__Collected data__.
===============

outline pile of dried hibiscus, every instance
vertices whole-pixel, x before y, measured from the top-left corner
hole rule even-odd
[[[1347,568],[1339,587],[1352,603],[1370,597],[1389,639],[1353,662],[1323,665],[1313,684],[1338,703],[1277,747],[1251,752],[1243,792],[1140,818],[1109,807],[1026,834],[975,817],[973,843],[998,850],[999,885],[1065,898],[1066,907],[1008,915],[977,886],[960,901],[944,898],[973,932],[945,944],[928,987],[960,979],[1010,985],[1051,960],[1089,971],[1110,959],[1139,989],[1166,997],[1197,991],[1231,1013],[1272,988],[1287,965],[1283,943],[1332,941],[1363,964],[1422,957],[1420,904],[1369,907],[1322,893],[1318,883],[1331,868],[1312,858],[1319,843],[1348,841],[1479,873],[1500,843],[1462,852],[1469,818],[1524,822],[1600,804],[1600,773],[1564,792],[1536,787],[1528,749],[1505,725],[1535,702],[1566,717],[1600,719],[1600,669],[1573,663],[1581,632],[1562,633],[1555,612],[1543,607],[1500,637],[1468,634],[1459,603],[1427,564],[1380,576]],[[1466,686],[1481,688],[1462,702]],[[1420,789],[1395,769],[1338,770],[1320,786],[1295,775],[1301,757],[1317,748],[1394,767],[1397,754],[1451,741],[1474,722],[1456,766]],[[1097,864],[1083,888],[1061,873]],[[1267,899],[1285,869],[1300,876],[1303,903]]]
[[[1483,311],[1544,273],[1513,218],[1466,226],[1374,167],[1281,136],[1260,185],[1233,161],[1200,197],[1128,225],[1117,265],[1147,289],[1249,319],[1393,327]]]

===============

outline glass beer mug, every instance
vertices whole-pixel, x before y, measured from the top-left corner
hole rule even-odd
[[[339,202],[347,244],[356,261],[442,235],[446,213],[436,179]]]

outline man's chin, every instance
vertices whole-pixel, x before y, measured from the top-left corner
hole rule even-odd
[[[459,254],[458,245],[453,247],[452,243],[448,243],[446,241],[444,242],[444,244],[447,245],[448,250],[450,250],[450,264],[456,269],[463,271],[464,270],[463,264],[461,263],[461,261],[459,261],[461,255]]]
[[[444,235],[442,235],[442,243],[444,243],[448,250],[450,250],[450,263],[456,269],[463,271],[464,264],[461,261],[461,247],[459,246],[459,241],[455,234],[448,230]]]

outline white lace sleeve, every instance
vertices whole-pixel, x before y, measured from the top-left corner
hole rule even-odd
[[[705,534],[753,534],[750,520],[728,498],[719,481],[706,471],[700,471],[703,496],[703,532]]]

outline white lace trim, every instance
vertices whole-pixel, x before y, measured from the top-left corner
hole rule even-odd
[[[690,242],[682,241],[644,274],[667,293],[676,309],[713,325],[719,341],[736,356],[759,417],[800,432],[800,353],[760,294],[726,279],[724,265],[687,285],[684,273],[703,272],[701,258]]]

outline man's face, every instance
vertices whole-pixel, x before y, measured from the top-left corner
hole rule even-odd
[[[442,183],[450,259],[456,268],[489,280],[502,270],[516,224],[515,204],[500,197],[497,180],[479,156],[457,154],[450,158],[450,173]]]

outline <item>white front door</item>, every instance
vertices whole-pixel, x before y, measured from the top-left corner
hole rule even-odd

===============

__Task directions__. The lines above that hold the word "instance" should be found and copied out.

__Written response__.
outline pile of dried hibiscus, every instance
outline glass beer mug, every instance
outline man's chin, every instance
outline white lace sleeve, every instance
outline white lace trim, every instance
outline man's face, every instance
outline <item>white front door</item>, every instance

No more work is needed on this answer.